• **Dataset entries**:
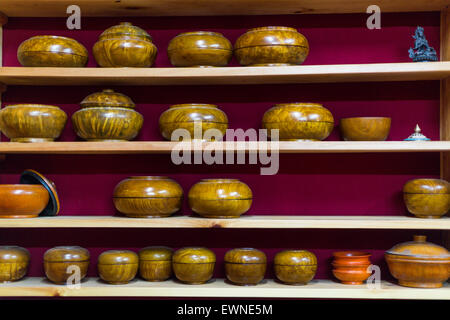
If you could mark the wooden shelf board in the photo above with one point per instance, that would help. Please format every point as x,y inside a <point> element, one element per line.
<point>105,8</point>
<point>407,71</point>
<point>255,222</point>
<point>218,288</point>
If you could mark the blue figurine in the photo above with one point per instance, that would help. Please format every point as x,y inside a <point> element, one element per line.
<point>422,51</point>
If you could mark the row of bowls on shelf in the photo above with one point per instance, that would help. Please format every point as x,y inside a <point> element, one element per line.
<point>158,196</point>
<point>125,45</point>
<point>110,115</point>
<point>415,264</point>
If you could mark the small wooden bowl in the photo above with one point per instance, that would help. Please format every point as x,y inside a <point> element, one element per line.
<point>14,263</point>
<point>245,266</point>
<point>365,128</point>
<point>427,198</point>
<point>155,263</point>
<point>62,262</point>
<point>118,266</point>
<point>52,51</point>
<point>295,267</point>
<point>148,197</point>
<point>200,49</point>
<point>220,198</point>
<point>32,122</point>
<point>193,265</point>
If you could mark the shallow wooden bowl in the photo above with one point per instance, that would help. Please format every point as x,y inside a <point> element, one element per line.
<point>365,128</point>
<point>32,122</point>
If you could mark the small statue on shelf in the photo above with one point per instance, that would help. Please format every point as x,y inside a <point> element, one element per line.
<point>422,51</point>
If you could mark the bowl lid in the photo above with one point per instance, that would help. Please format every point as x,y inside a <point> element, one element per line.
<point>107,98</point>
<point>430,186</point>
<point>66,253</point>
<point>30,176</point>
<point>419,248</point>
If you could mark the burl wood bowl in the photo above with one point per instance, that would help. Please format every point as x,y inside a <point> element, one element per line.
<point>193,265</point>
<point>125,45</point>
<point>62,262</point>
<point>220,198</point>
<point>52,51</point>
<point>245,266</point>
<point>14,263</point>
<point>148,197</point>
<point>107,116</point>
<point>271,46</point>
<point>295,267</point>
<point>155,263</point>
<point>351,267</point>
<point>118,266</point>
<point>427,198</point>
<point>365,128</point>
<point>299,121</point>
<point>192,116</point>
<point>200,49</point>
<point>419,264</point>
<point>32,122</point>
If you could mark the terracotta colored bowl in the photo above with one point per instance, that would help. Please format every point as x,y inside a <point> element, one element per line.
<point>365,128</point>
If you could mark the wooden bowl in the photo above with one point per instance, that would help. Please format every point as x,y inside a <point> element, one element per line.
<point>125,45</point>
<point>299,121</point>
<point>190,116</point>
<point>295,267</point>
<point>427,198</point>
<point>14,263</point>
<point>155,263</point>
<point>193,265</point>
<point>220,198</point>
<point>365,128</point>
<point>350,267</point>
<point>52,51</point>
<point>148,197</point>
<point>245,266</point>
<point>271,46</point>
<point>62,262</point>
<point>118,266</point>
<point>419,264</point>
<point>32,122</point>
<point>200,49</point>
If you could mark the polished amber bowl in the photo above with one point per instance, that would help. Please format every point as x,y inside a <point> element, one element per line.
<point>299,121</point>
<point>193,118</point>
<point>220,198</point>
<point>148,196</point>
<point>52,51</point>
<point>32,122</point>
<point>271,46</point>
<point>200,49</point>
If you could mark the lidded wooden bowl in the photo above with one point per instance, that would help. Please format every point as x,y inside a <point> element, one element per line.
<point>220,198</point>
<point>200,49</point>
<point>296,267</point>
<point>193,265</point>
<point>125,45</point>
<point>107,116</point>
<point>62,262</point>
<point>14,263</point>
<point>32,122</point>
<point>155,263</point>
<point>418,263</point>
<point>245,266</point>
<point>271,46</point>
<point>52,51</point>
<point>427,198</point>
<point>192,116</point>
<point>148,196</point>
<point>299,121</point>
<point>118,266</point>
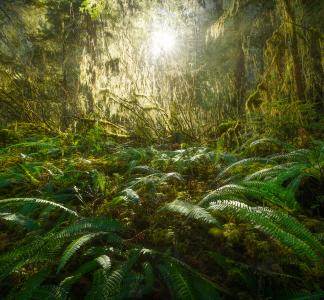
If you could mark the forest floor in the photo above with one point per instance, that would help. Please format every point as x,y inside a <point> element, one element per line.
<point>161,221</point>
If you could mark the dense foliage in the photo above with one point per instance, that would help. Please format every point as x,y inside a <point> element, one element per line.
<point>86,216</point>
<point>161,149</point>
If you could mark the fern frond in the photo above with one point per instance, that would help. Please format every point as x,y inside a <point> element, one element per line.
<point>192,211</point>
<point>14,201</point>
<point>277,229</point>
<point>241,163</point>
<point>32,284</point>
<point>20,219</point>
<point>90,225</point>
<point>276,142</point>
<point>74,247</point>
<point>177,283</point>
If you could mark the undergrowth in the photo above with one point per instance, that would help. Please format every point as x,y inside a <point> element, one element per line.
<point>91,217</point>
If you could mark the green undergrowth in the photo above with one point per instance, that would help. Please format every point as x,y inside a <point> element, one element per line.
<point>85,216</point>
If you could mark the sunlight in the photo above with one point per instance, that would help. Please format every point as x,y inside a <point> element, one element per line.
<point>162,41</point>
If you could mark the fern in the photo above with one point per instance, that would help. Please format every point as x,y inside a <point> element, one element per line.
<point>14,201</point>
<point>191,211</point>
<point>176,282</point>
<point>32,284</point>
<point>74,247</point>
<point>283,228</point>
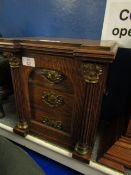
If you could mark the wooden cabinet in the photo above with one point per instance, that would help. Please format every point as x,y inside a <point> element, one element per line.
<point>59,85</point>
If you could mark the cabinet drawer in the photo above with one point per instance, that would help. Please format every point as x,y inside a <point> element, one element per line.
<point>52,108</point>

• **TASK TO COMPLETE**:
Without carrying over any picture, write out the entries above once more, exactly.

• **SOLVED EXERCISE**:
If you could mark the wooden shelf board in the photo above with one point per instance, that would help. Please format every point as x,y inside a <point> element, one element per line.
<point>105,8</point>
<point>407,71</point>
<point>255,222</point>
<point>218,288</point>
If you could mark the blue figurine in the photo above with one point per instance, that would help. Please format every point as x,y inside a <point> element, one element per line.
<point>422,51</point>
If you could mark the row of bowls on shelf in the photo above with one point per instance, that would help. Please format every point as x,y inside a <point> element, one element per line.
<point>158,196</point>
<point>125,45</point>
<point>110,115</point>
<point>415,264</point>
If you could mark the small wooden bowl in the photo above with one point per instance, that would help. Please format every point as x,y inside a <point> element, one element per line.
<point>14,263</point>
<point>245,266</point>
<point>365,128</point>
<point>427,198</point>
<point>155,263</point>
<point>62,262</point>
<point>118,266</point>
<point>52,51</point>
<point>295,267</point>
<point>148,197</point>
<point>200,49</point>
<point>220,198</point>
<point>32,122</point>
<point>193,265</point>
If you could mark the shallow wooden bowl in the photo above with one point per instance, that would help. Please format every point as x,y inside a <point> element, one element per line.
<point>365,128</point>
<point>32,122</point>
If you could mark the small statue on shelf in the photo above with one point per instance, that would help. Please format every point as x,y inside a <point> element, one element per line.
<point>422,51</point>
If you could mark the bowl lid in the photo above with one point per instance, that would help. Please format every point as x,y inside a <point> element, one element per line.
<point>107,98</point>
<point>430,186</point>
<point>66,253</point>
<point>30,176</point>
<point>419,248</point>
If you could mark the burl wood bowl in the photo above with one point per instance, that would help. Please format every point as x,y inside a <point> element, one element per line.
<point>193,265</point>
<point>125,45</point>
<point>62,262</point>
<point>220,198</point>
<point>52,51</point>
<point>245,266</point>
<point>14,263</point>
<point>148,197</point>
<point>107,116</point>
<point>271,46</point>
<point>295,267</point>
<point>155,263</point>
<point>351,267</point>
<point>118,266</point>
<point>427,198</point>
<point>365,128</point>
<point>299,121</point>
<point>192,116</point>
<point>200,49</point>
<point>419,264</point>
<point>32,122</point>
If you could mark the terracotta colored bowl in the photo above with one point per instance, that would help. Please format every point as x,y inside a <point> element, one element per line.
<point>365,128</point>
If you could mark the wooden bowl in the photo above with one point per instance, that would help. Please format every point as x,y inside a <point> element, one element per line.
<point>125,45</point>
<point>299,121</point>
<point>190,116</point>
<point>295,267</point>
<point>427,198</point>
<point>14,263</point>
<point>155,263</point>
<point>193,265</point>
<point>220,198</point>
<point>365,128</point>
<point>350,267</point>
<point>52,51</point>
<point>148,197</point>
<point>245,266</point>
<point>271,46</point>
<point>62,262</point>
<point>118,266</point>
<point>419,264</point>
<point>32,122</point>
<point>200,49</point>
If you could mark the polished amber bowl in the photo above with one point per instance, that would help. Please format every point as x,y inside a <point> element, one element per line.
<point>299,121</point>
<point>193,118</point>
<point>220,198</point>
<point>148,196</point>
<point>52,51</point>
<point>32,122</point>
<point>271,46</point>
<point>200,49</point>
If you could mark the lidded wooden bowl in the photo above with one point per instance, that would help. Please format every point as x,y inside a <point> element, one element per line.
<point>220,198</point>
<point>200,49</point>
<point>296,267</point>
<point>193,265</point>
<point>125,45</point>
<point>107,116</point>
<point>62,262</point>
<point>14,263</point>
<point>32,122</point>
<point>155,263</point>
<point>418,263</point>
<point>245,266</point>
<point>271,46</point>
<point>52,51</point>
<point>427,198</point>
<point>192,116</point>
<point>148,196</point>
<point>299,121</point>
<point>118,266</point>
If you could mark the forest floor in the photo above with one point per instance, that would help. Please format every point as x,y inside a <point> element, one element per line.
<point>161,221</point>
If you could mark the dense foliage in the photo above with one point per instance, that would help. Please format every point as x,y inside a <point> element, one element per line.
<point>86,216</point>
<point>161,149</point>
If you could mark the fern frond in the photo above with one point per instance, that would help. Please format every point as x,y inside a <point> element, one element per line.
<point>192,211</point>
<point>14,201</point>
<point>277,229</point>
<point>241,163</point>
<point>32,284</point>
<point>20,219</point>
<point>90,225</point>
<point>276,142</point>
<point>74,247</point>
<point>177,283</point>
If you could mark the undergrowth in the photo above with one point per instance, that would help. Please format every point as x,y inside a <point> element, one element per line.
<point>91,217</point>
If you could mark the green undergrowth in the photo above with one point per instance, that would help. Please format every point as x,y inside a <point> element, one element per line.
<point>85,216</point>
If you could mark the sunlight in the photo above with one point per instance, that would help. Please format every point as x,y inside a <point> element, one element per line.
<point>162,41</point>
If you could mark the fern in the photo above with one point per instance, that would help. Please format every point as x,y inside a <point> element, one element per line.
<point>14,201</point>
<point>191,211</point>
<point>176,282</point>
<point>32,284</point>
<point>74,247</point>
<point>283,228</point>
If you could mark the wooden cabinet in the photo above with one point per instance, that would help. Please format every point as x,y inside a <point> element, one element per line.
<point>59,85</point>
If you could mark the cabinet drawer in the photo above with one point per instance, that would help. Please format every point as x,y inside a <point> element, one element per line.
<point>52,108</point>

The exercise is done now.